• Set task:
Copy out exactly every line from the line containing "Task: point to each instance of the bright" until the records below end, inclusive of both boundary lines.
====
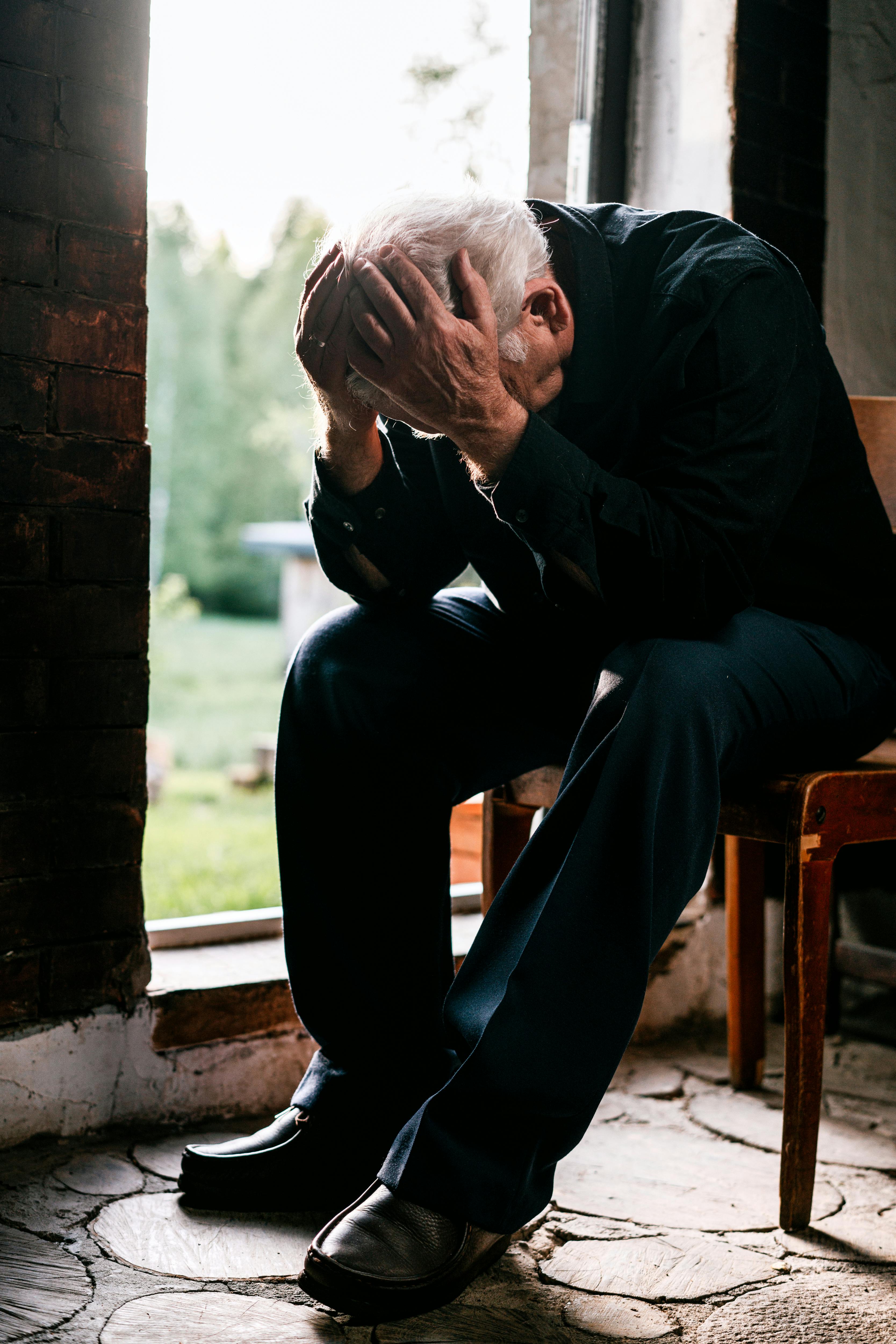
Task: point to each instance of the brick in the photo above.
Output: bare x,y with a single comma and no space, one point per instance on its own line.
23,394
19,987
760,73
101,124
74,472
57,837
30,34
95,904
23,693
104,548
803,185
27,252
107,763
797,233
92,191
134,14
97,52
103,265
29,178
82,976
805,88
62,185
72,330
97,691
790,34
101,404
755,169
74,621
781,130
25,545
27,104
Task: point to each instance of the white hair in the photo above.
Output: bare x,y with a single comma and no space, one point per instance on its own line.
502,236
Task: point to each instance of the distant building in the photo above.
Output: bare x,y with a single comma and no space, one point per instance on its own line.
305,593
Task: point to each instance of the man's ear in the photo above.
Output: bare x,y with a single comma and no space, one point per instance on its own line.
545,299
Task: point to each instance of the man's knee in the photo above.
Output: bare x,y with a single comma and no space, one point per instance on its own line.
680,681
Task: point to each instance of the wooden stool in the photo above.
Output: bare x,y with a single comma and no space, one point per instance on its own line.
813,816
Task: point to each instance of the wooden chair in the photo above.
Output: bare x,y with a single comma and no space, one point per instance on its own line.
812,816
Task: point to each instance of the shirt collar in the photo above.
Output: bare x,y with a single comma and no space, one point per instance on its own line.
589,374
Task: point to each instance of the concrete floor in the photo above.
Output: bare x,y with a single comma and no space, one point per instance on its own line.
664,1225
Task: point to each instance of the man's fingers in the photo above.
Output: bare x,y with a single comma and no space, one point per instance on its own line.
385,300
323,308
362,358
418,294
334,362
319,271
475,292
369,324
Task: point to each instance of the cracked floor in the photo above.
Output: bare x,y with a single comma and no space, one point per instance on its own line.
663,1226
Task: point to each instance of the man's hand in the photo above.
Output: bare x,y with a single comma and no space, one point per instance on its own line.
351,444
438,371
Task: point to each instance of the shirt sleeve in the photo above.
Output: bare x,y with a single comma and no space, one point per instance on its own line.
674,537
398,523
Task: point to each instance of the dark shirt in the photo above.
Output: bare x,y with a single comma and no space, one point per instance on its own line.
700,459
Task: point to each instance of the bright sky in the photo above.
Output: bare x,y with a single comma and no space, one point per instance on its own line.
250,105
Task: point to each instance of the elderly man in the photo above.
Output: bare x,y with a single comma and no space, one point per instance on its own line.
631,427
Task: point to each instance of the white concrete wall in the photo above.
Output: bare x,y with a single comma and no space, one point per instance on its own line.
860,265
682,105
553,95
101,1070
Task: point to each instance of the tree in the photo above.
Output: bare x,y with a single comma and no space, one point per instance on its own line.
228,414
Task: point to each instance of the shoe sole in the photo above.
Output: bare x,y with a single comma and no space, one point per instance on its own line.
390,1304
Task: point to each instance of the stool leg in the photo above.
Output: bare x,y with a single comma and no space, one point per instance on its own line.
506,831
807,931
746,952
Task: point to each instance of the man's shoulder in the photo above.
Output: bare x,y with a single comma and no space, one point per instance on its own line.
695,257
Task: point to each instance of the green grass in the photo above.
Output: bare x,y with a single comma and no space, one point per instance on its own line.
209,847
213,683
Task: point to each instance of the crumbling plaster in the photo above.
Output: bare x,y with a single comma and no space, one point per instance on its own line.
682,105
72,1077
860,260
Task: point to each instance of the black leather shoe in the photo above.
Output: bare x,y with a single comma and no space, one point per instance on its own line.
299,1162
383,1259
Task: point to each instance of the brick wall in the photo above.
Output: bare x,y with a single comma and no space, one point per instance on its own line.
781,103
74,488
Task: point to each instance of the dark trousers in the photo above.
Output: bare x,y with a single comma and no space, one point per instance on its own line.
389,720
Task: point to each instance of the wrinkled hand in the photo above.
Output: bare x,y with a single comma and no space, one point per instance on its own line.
====
• Answer to this exercise:
Task: point to each instance of the bright sky in the photo above.
Output: bare x,y with a single comma and no space, one point per instance on its own line.
250,105
Task: point to each instance of the elderly man in the photo above.
Output: bare x,y with a single comma and no space, one point per instance on its own line.
631,427
Task: point to each instance of the white concrete wall in the photo above.
Output: bare x,y with a single comma and no space, one point per instance on its own line.
860,265
682,105
553,95
101,1070
Task: point to each instance of the tree in the photo above.
Output: bare x,y with a single comma and no space, one point per instance on its own line.
228,414
Task: point to each instance of the shoe sole in the photo above.
Output: bare x,y with a single comma and no space, one point per instance on its own line.
390,1304
Task: point to each instance of the stool leg in the photo above.
Output: bare x,y with a single comma and no space, one point per instance on its own line.
506,831
807,931
746,952
Task: point to each instance of the man's shoulder in the photo above.
Output: bare x,y with a single comma and no space, one point per instance on its own line.
695,257
Task: point to each instance of the green grass in the photo above.
Output: bare x,y with a single comma and no space, one point per instance on its own line.
209,847
213,683
Task: point to each instance of the crumbling plaster in the photo above.
Output: bare x,y with a single comma and no space, one point per instance on its own line.
682,105
72,1077
860,260
Task: point to each instance of the black leather shoe in the photo above.
Output: bare x,y with a single comma and no space, one point per instance on its own line.
299,1162
383,1259
Task: point to each instance of the brick wall in the photo above.
Output: bare x,y with a single comma and no space, one point per instance on its own line.
781,103
74,488
Task: point to each instance of the dark trousers in the photo above.
Output: bare x,y with a single comma and no space, one point per instance on its own line.
389,720
Task: point to each instance of the wrinkled hand in the photo above.
Output: bare x,y with a single comma and no space, one point per instance on its own line.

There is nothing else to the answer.